Problem statement | From the Delgo movie review below, quote word for word the passage that starts at "Genre: Cliché-Ridden Animated" and stops after "upon the world.".
** begin Document extract **
Movie Information

The Story: Delgo, a teenage lizard-man living in a fantasy realm, tries to save the princess of his people’s mortal enemies, a race of creatures with insect wings. This, in turn, will prevent an oncoming war. The Lowdown: A cheap, shoddy, superfluous animated adventure that had no point in ever being made, let alone shown in a movie theater.
Genre: Cliché-Ridden Animated Adventure
Director: Marc F. Adler and Jason Maurer
Starring: (Voices of) Freddie Prinze Jr., Chris Kattan, Jennifer Love Hewitt, Anne Bancroft, Val Kilmer, Malcolm McDowell
Rated: PG

After the critical and financial disaster that was Randall Miller’s Nobel Son—which got dumped into theaters last week and has already evaporated from local cinemas—its distributor, Freestyle Releasing, has decided to outdo itself by foisting Delgo upon the world.
** end Document extract **
** begin Excerpted data **
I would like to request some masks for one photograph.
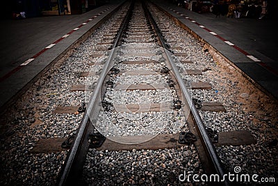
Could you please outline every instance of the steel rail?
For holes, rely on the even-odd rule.
[[[162,33],[160,31],[158,26],[157,26],[154,17],[152,16],[151,13],[149,12],[149,9],[146,7],[146,5],[145,5],[143,7],[145,7],[145,12],[147,15],[147,16],[149,18],[149,20],[151,21],[156,33],[157,33],[157,36],[159,39],[159,41],[161,43],[161,47],[164,49],[164,52],[166,54],[166,56],[167,58],[168,61],[170,62],[168,64],[170,65],[170,70],[172,70],[173,75],[175,76],[179,86],[181,89],[181,93],[183,94],[183,96],[186,99],[186,101],[188,104],[189,107],[190,108],[191,113],[193,116],[194,120],[197,124],[197,127],[198,129],[198,132],[201,134],[201,140],[202,144],[204,145],[205,149],[206,150],[206,153],[208,155],[208,157],[210,160],[212,162],[214,166],[214,169],[216,171],[216,173],[221,176],[220,178],[224,178],[224,172],[222,169],[222,166],[220,162],[220,160],[217,154],[214,145],[213,144],[211,139],[209,138],[206,130],[204,127],[204,125],[203,123],[203,121],[201,118],[201,116],[199,114],[199,112],[193,103],[192,97],[190,95],[190,93],[189,93],[186,84],[183,82],[183,79],[182,79],[181,76],[179,74],[179,70],[177,69],[176,65],[174,64],[174,61],[172,59],[172,57],[170,55],[170,52],[168,51],[167,47],[166,47],[166,45],[163,39]],[[224,185],[229,185],[228,182],[225,180],[223,184]]]
[[[94,129],[92,123],[97,122],[97,116],[101,109],[101,92],[104,86],[106,75],[113,68],[114,61],[112,60],[116,52],[115,49],[120,42],[122,33],[127,26],[129,17],[132,13],[133,3],[131,3],[121,27],[117,33],[112,47],[112,50],[104,65],[100,77],[92,93],[89,102],[86,107],[81,122],[79,124],[74,142],[70,149],[64,166],[62,168],[58,185],[79,185],[81,177],[83,166],[85,164],[85,156],[89,148],[88,135]]]

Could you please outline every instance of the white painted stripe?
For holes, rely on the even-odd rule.
[[[234,46],[234,45],[233,43],[231,43],[231,42],[228,41],[228,40],[224,40],[224,42],[226,42],[227,44],[228,44],[230,46]]]
[[[45,48],[46,49],[50,49],[50,48],[52,48],[52,47],[53,46],[54,46],[55,45],[56,45],[56,44],[50,44],[49,45],[48,45],[47,47],[46,47]]]
[[[261,61],[261,60],[259,60],[259,59],[255,58],[255,57],[253,56],[247,55],[247,56],[249,57],[250,59],[251,59],[252,60],[253,60],[254,61],[257,61],[257,62]]]
[[[70,36],[70,34],[66,34],[66,35],[63,36],[62,38],[67,38],[69,36]]]
[[[211,33],[212,35],[217,35],[215,33],[213,32],[213,31],[210,31],[209,33]]]
[[[32,61],[34,60],[34,59],[33,59],[33,58],[31,58],[31,59],[29,59],[25,61],[25,62],[23,63],[22,64],[21,64],[20,65],[21,65],[21,66],[27,65],[31,61]]]

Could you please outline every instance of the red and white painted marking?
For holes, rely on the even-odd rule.
[[[265,63],[262,62],[261,60],[259,60],[259,59],[256,58],[255,56],[250,55],[250,54],[248,54],[248,52],[244,51],[243,49],[239,48],[238,47],[236,46],[234,44],[231,43],[231,42],[229,42],[229,40],[227,40],[225,39],[224,39],[222,37],[220,36],[219,35],[218,35],[216,33],[209,30],[208,29],[206,28],[204,26],[201,25],[200,24],[197,23],[196,21],[189,18],[188,17],[186,17],[186,15],[177,12],[175,10],[170,8],[167,8],[169,10],[174,12],[175,13],[183,17],[184,18],[189,20],[190,21],[191,21],[193,23],[195,23],[196,24],[199,25],[199,26],[200,26],[201,28],[205,29],[206,31],[208,31],[210,33],[211,33],[212,35],[215,36],[215,37],[218,38],[219,39],[222,40],[222,41],[224,41],[226,44],[229,45],[229,46],[233,47],[234,48],[235,48],[236,49],[237,49],[238,51],[240,52],[241,53],[243,53],[243,54],[245,54],[247,57],[248,57],[249,59],[253,60],[255,62],[257,62],[259,65],[266,68],[268,70],[270,70],[270,72],[272,72],[274,74],[278,75],[278,72],[275,70],[273,70],[272,68],[268,66]]]
[[[22,64],[19,65],[19,66],[14,68],[13,70],[12,70],[10,72],[8,72],[6,75],[5,75],[4,76],[0,77],[0,82],[7,79],[8,77],[9,77],[11,75],[15,73],[16,72],[17,72],[19,69],[21,69],[22,67],[27,65],[28,64],[29,64],[31,62],[32,62],[33,61],[34,61],[38,56],[39,56],[40,54],[42,54],[42,53],[44,53],[45,51],[52,48],[54,45],[56,45],[57,43],[58,43],[60,41],[61,41],[62,40],[63,40],[65,38],[67,38],[68,36],[70,36],[72,33],[74,33],[74,31],[79,30],[81,27],[82,27],[83,26],[87,24],[88,22],[92,21],[92,20],[94,20],[95,18],[97,17],[98,16],[101,15],[102,13],[108,11],[109,9],[111,9],[112,7],[108,7],[106,10],[101,12],[100,13],[97,14],[97,15],[93,16],[92,18],[90,18],[89,20],[88,20],[86,22],[82,23],[80,26],[79,26],[78,27],[72,29],[71,31],[70,31],[69,33],[67,33],[67,34],[63,36],[60,38],[59,38],[58,40],[56,40],[55,42],[54,42],[53,43],[50,44],[49,45],[48,45],[47,47],[46,47],[45,48],[44,48],[42,50],[40,51],[39,52],[38,52],[36,54],[35,54],[33,56],[32,56],[31,58],[27,59],[26,61],[25,61],[24,63],[22,63]]]

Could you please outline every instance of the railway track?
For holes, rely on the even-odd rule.
[[[0,183],[179,185],[238,166],[276,175],[275,120],[250,122],[251,95],[234,98],[247,83],[165,15],[126,2],[35,82],[1,118]]]
[[[90,98],[59,185],[82,182],[83,169],[97,155],[89,150],[84,165],[89,148],[157,150],[195,144],[202,152],[199,158],[206,172],[222,176],[219,157],[188,90],[190,84],[186,86],[180,75],[186,75],[186,70],[181,65],[177,68],[181,62],[168,51],[145,4],[131,3],[115,37],[94,91],[86,93]],[[91,84],[87,82],[85,89]],[[105,183],[97,178],[90,184],[96,183]]]

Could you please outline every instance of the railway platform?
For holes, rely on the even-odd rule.
[[[278,98],[277,20],[216,17],[169,3],[153,2],[184,24],[267,93]]]
[[[0,108],[123,2],[111,1],[81,15],[0,20]]]
[[[1,20],[0,108],[123,1],[111,1],[82,15]],[[278,98],[277,20],[215,17],[167,1],[152,1]]]

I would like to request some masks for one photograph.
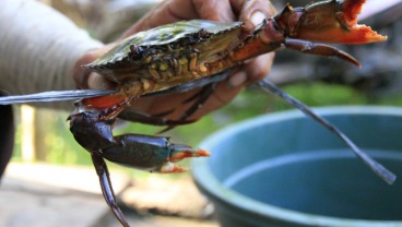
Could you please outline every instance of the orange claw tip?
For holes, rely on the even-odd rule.
[[[306,8],[297,35],[311,41],[331,44],[368,44],[387,40],[371,27],[357,24],[366,0],[322,1]],[[340,10],[341,9],[341,10]]]
[[[340,38],[344,44],[368,44],[387,40],[387,36],[382,36],[373,31],[371,27],[357,24],[357,16],[360,14],[366,0],[345,0],[342,3],[342,15],[339,16],[340,23],[346,26],[344,34],[340,34]]]
[[[170,162],[166,162],[159,169],[159,174],[180,174],[186,171],[188,171],[187,168],[179,167]]]

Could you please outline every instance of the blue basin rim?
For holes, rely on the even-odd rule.
[[[336,115],[382,115],[401,117],[402,108],[398,107],[385,107],[385,106],[335,106],[335,107],[321,107],[314,108],[315,112],[320,116],[336,116]],[[199,147],[209,150],[220,141],[229,138],[230,134],[235,134],[238,131],[248,130],[256,126],[261,126],[270,122],[279,122],[283,120],[291,120],[297,118],[305,118],[304,113],[298,110],[284,111],[279,113],[269,113],[261,117],[257,117],[250,120],[246,120],[240,123],[236,123],[226,127],[218,132],[210,135],[205,139]],[[249,199],[240,193],[225,188],[211,172],[208,165],[208,158],[194,158],[192,159],[192,177],[198,184],[199,189],[210,196],[212,201],[218,201],[225,205],[235,206],[247,213],[257,213],[257,215],[269,217],[270,219],[276,219],[283,223],[289,223],[293,225],[314,225],[314,226],[348,226],[348,227],[402,227],[402,222],[395,220],[364,220],[364,219],[351,219],[351,218],[338,218],[323,215],[306,214],[302,212],[281,208],[277,206],[261,203],[259,201]],[[235,200],[233,200],[235,198]],[[232,199],[232,200],[230,200]]]

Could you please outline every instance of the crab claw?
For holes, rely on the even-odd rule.
[[[168,162],[164,163],[159,169],[161,174],[185,172],[186,168],[179,167],[174,163],[180,162],[188,157],[209,157],[210,153],[204,150],[191,148],[187,145],[172,144],[172,154]]]
[[[295,38],[332,44],[367,44],[385,41],[369,26],[357,24],[357,15],[366,0],[329,0],[305,8],[294,29]],[[297,8],[295,9],[297,10]]]

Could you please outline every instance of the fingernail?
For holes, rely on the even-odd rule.
[[[267,16],[261,12],[261,11],[256,11],[251,14],[250,16],[250,21],[251,23],[257,26],[259,24],[261,24],[261,22],[265,19]]]
[[[238,87],[243,85],[247,81],[246,72],[237,72],[235,73],[228,81],[230,87]]]
[[[87,81],[88,87],[92,89],[105,89],[107,84],[105,83],[105,80],[96,74],[91,73]]]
** end Excerpted data **
Full answer |
Genre: Cliché-Ridden Animated Adventure
Director: Marc F. Adler and Jason Maurer
Starring: (Voices of) Freddie Prinze Jr., Chris Kattan, Jennifer Love Hewitt, Anne Bancroft, Val Kilmer, Malcolm McDowell
Rated: PG

After the critical and financial disaster that was Randall Miller’s Nobel Son—which got dumped into theaters last week and has already evaporated from local cinemas—its distributor, Freestyle Releasing, has decided to outdo itself by foisting Delgo upon the world.